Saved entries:
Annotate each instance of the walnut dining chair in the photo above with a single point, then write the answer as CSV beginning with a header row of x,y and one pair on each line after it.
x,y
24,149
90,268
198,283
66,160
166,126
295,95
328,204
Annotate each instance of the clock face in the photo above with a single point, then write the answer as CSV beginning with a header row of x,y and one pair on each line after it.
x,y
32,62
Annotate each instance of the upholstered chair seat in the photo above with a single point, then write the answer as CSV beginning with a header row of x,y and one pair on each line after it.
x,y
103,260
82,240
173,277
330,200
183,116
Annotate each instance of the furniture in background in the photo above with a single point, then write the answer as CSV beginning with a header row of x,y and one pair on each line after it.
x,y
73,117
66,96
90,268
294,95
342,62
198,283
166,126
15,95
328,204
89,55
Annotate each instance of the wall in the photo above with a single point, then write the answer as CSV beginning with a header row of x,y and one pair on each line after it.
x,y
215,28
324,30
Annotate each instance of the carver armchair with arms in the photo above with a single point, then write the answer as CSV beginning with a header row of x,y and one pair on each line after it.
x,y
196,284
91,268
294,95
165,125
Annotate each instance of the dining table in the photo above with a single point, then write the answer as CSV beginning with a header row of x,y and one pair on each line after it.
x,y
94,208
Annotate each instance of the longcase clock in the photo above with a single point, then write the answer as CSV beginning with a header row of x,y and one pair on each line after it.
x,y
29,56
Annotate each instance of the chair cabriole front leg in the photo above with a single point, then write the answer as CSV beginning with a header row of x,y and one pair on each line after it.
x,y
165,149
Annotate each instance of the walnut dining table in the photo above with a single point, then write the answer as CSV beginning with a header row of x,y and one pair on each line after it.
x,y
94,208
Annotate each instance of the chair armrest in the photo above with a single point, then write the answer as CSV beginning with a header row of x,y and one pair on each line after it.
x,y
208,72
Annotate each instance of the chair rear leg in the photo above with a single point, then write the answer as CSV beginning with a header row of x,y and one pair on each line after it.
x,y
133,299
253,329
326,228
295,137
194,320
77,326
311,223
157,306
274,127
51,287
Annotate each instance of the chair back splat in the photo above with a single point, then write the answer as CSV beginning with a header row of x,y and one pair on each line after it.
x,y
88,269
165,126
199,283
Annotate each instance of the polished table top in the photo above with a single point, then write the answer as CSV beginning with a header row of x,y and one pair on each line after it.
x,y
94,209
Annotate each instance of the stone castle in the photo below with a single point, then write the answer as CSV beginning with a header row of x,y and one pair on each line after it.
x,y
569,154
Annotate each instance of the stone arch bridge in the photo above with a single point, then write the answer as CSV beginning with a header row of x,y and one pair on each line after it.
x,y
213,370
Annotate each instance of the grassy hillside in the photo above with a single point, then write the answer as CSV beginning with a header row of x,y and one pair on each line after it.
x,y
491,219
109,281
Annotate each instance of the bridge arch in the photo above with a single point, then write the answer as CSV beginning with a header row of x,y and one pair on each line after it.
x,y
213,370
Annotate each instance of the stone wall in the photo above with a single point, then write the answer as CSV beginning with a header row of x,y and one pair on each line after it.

*YOUR ASSIGNMENT*
Lines from the one containing "Annotate each instance of the bridge" through the final line of the entries are the only ones to print, and each must match exactly.

*WRITTEN RESPONSE*
Annotate each instance of the bridge arch in the photo above with a single point, then write the answer as CSV beginning with a header row of x,y and one pair on each line after it.
x,y
213,370
Annotate each instance of the stone wall in the photo above with a single point, then write the answer as CSV beginning with a header row of x,y and one pair on each line after it.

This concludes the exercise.